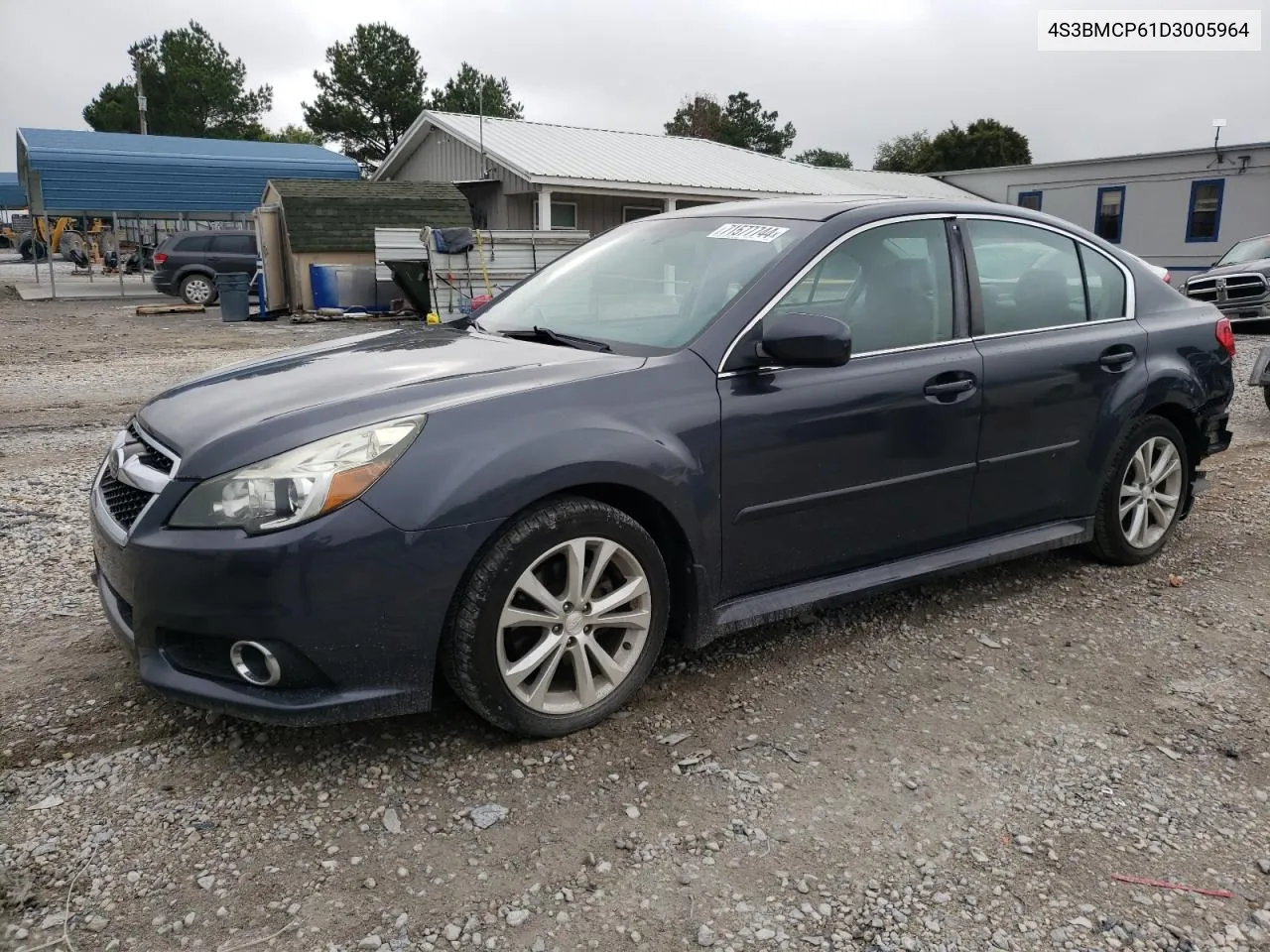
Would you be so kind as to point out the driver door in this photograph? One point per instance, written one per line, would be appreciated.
***
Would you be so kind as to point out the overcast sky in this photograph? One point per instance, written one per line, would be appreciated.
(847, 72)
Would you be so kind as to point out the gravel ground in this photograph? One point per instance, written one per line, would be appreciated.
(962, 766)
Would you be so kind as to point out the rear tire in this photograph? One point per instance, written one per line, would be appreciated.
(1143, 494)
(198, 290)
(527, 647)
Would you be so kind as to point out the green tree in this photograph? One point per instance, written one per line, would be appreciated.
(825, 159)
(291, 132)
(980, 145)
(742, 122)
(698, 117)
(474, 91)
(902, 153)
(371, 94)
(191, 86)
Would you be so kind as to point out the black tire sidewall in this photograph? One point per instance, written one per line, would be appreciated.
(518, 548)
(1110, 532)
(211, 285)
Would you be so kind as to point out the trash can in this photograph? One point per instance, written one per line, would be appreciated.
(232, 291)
***
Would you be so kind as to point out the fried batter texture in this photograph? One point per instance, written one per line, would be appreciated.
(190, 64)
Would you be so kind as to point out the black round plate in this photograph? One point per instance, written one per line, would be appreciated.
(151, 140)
***
■ Description of the task
Which lines of the data above contain the word "black"? Gather every such line and copy each one out in full.

■ Answer to this task
Would you be so kind as to point out the black tire sidewall in this photograph? One point per instance, written one per line, would be appreciated.
Would you be so kind as to point out the black round plate in this photograph? One point per instance, written one per line, would be appreciated.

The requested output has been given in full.